Texto de leitura:

09.10

 

Pouco a pouco as catadoras de material reciclável vêm recebendo formação em diversas áreas.

Marcionila Teixeira (texto)
Peu Ricardo (foto)

A Cooperativa Palha de Arroz, no Arruda, é única. No local onde um dia funcionou uma fábrica do grão, somente mulheres trabalham na separação e venda de material reciclável recolhido pelos garis da prefeitura nas ruas do Recife. Não por acaso, lá escutei uma das melhores definições de feminismo. Partiu de Alexandra Matias da Silva, 24 anos, analfabeta, ex-moradora de rua e mãe de quatro filhos. “Feminismo é um bocado de mulher junta lutando pelo que quer.”
Assim que aprender a decifrar as letras, Alexandra pretende ler tudo a sua frente. Certamente, se tornará ainda mais sábia. Esta semana, ela participa do Lição de Vida, um projeto de alfabetização de jovens e adultos. As aulas acontecerão no próprio galpão da cooperativa. Tomado de pessoas invisibilizadas como Alexandra, o espaço vem, aos poucos, recebendo ações da Secretaria da Mulher relacionadas a empoderamento feminino. O Lição de Vida é uma parceria com a Secretaria de Educação.
Ariane Durack, 30, também trabalha na cooperativa. Antes, atuou no almoxarifado de uma empresa privada. Na época, era uma das poucas mulheres no setor. Por isso, raciocina ela, a demissão teve teor machista. Com ensino médio concluído e experiência profissional, não conseguiu se inserir novamente no mercado de trabalho e partiu para o galpão.
A experiência e os estudos colocaram Ariane na tarefa de negociar com os atravessadores. Um quilo de papelão só custa R$ 0,20. O cobre é o mais valioso, chegando a R$ 15,00, o quilo. O caminho do cobre até a cooperativa, no entanto, é longo. Muitas vezes ele é recolhido antes de chegar ao destino. Em meio aos tantos desafios, as mulheres passaram por fomações de análise financeira, definição de mercado e a importância da sustentabilidade. Inclusive, construíram coletivamente um plano de negócios para a cooperativa, cuja meta é se inserir no mercado comprador de PET em Pernambuco. A formação também prevê uma assessoria contábil e jurídica para a formalização da cooperativa. A união Europeia apoia a iniciativa.
Se existe poder feminino no lugar, muito dele se deve à presidente da cooperativa, Maria José dos Santos, 47. No início dos trabalhos, havia três homens no espaço. Um deles seria, inclusive, empossado presidente de uma maioria formada por mulheres. A ideia foi por água abaixo antes de ser implantada. “Eles queriam mandar na gente, mas a gente não aceitou”, resume Maria José. No dia da eleição, ela foi a única a se oferecer para ocupar o cargo. Das duas prensas da cooperativa, inclusive, uma está quebrada – há seis meses – por conta do manejo inadequado dos homens, diz Maria José. A previsão dada pela prefeitura à liderança é de consertar a máquina somente em janeiro.

[Entradas extraídas de uma coleção]
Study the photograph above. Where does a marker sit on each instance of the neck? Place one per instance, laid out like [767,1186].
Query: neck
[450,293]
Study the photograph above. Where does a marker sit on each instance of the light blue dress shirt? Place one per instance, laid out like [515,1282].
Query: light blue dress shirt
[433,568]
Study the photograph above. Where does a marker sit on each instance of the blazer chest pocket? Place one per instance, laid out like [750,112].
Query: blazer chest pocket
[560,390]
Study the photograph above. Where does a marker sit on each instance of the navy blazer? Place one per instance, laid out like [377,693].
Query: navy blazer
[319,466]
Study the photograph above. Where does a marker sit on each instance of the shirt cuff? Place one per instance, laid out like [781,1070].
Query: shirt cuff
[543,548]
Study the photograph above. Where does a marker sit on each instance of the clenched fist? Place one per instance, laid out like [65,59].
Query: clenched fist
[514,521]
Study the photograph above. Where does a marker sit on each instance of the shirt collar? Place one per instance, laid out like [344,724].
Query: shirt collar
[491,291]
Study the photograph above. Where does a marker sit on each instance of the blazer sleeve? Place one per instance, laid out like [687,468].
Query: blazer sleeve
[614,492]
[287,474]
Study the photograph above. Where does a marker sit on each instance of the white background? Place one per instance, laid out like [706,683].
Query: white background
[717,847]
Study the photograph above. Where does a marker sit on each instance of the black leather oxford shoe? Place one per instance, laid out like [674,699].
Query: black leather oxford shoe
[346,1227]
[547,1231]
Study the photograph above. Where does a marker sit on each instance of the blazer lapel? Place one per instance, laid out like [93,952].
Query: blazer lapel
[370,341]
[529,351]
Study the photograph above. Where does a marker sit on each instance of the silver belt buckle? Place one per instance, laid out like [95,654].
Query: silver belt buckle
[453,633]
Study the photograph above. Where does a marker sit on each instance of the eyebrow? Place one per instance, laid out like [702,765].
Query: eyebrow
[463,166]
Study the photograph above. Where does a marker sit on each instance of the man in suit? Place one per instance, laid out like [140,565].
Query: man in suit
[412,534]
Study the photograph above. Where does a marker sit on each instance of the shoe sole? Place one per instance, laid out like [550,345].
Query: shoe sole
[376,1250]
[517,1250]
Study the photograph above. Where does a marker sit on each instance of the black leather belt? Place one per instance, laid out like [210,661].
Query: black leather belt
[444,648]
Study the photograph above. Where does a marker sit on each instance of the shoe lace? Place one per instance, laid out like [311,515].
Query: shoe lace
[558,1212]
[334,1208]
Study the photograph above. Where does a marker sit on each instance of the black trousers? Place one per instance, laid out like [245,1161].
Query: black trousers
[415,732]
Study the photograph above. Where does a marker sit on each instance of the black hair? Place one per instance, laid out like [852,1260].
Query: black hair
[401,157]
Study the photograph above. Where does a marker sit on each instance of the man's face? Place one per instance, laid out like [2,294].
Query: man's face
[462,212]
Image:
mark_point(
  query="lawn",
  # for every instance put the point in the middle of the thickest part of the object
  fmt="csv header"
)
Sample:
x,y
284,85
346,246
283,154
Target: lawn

Instruções da tarefa:
Copie do texto sobre a Cooperativa Palha de Arroz o trecho que começa em "Assim que aprender" e termina em "Secretaria de Educação.". Os registros formam um material à parte, independente do texto.

Resultado:
Assim que aprender a decifrar as letras, Alexandra pretende ler tudo a sua frente. Certamente, se tornará ainda mais sábia. Esta semana, ela participa do Lição de Vida, um projeto de alfabetização de jovens e adultos. As aulas acontecerão no próprio galpão da cooperativa. Tomado de pessoas invisibilizadas como Alexandra, o espaço vem, aos poucos, recebendo ações da Secretaria da Mulher relacionadas a empoderamento feminino. O Lição de Vida é uma parceria com a Secretaria de Educação.